Aim of the exercise:
Apart from the pictures, every line below is to be set down exactly.

* * *

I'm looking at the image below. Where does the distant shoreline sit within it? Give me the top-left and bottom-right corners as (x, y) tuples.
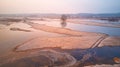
(68, 19), (120, 28)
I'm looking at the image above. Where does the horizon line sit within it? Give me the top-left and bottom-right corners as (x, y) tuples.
(0, 12), (120, 15)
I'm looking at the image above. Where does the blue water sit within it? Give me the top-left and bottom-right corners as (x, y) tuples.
(67, 23), (120, 36)
(85, 19), (120, 25)
(33, 20), (120, 36)
(68, 46), (120, 64)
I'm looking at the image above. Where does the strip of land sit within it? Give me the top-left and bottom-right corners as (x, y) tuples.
(68, 19), (120, 28)
(15, 23), (106, 51)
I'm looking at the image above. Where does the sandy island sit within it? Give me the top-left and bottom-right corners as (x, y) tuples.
(15, 23), (108, 51)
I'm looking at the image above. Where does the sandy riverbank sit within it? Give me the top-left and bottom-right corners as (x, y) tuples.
(14, 23), (105, 50)
(14, 22), (108, 51)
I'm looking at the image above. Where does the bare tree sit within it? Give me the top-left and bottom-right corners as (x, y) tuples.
(60, 15), (67, 28)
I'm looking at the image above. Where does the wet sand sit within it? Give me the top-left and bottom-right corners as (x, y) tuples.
(0, 22), (66, 55)
(15, 36), (101, 51)
(0, 21), (120, 67)
(1, 46), (120, 67)
(29, 23), (104, 36)
(15, 23), (105, 50)
(0, 48), (77, 67)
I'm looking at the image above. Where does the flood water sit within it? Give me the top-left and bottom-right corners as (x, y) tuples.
(65, 46), (120, 66)
(67, 23), (120, 36)
(0, 19), (120, 66)
(85, 19), (120, 25)
(32, 20), (120, 36)
(1, 46), (120, 67)
(0, 19), (120, 55)
(0, 22), (65, 55)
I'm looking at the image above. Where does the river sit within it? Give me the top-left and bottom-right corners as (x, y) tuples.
(32, 20), (120, 36)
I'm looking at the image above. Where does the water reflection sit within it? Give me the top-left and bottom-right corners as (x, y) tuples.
(67, 23), (120, 36)
(65, 46), (120, 66)
(61, 21), (67, 28)
(1, 46), (120, 67)
(60, 15), (67, 28)
(32, 20), (120, 36)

* * *

Exercise result:
I'm looking at the image below. Where does the distant shoreline sit within it? Give me the top-left and bottom-right corners as (x, y) tuples.
(68, 19), (120, 28)
I'm looking at the image above. Where does the horizon line sit within it? Give me the top-left and bottom-right corners as (x, y) tuples.
(0, 12), (120, 15)
I'm looking at the image above. Where does the blue water sit within it? Give me the top-left and bottom-right corners as (x, y) tuples.
(67, 23), (120, 36)
(85, 19), (120, 25)
(33, 20), (120, 36)
(68, 46), (120, 64)
I'm looking at the image above. Where does the strip of land sit within it? Give me the top-left and bottom-right corners as (x, y) tuples.
(68, 19), (120, 28)
(15, 23), (106, 51)
I'm looking at the image above. Where does the sandy island sit within it? Give me the top-left and bottom-right corners as (x, y) tuples.
(15, 23), (108, 51)
I'm looking at the image above. Where does the sandy riverbank sit within it? Give me the top-left and bottom-right corners as (x, y) tuples.
(14, 23), (105, 50)
(14, 22), (108, 51)
I'm looking at the image above. Where does the bare tree sit within it? Give me the top-left and bottom-right corners as (x, y) tuples.
(60, 15), (67, 28)
I'm looking at the image above. Where does the wet sand sit within it? Give me the top-left and bottom-right corners as (x, y) tuples.
(0, 22), (66, 55)
(15, 36), (101, 51)
(0, 21), (120, 67)
(1, 46), (120, 67)
(29, 23), (104, 36)
(15, 23), (105, 50)
(0, 48), (77, 67)
I'm looking at the image above. Where does the flood water sit within it? Give me the top-left and bottom-right corners as (x, y) tuples.
(65, 46), (120, 66)
(67, 23), (120, 36)
(0, 19), (120, 66)
(85, 19), (120, 25)
(32, 20), (120, 36)
(1, 46), (120, 67)
(0, 19), (120, 55)
(0, 22), (65, 55)
I'm looking at the image above. Where does the river sit within it? Give me the top-left and bottom-right corners as (x, y) tuples.
(32, 20), (120, 36)
I'm looking at the image above. Where does the water reflection sit within it? Give me the top-left and bottom-right corners as (x, y) tuples.
(67, 23), (120, 36)
(65, 46), (120, 66)
(61, 21), (67, 28)
(1, 46), (120, 67)
(60, 15), (67, 28)
(32, 20), (120, 36)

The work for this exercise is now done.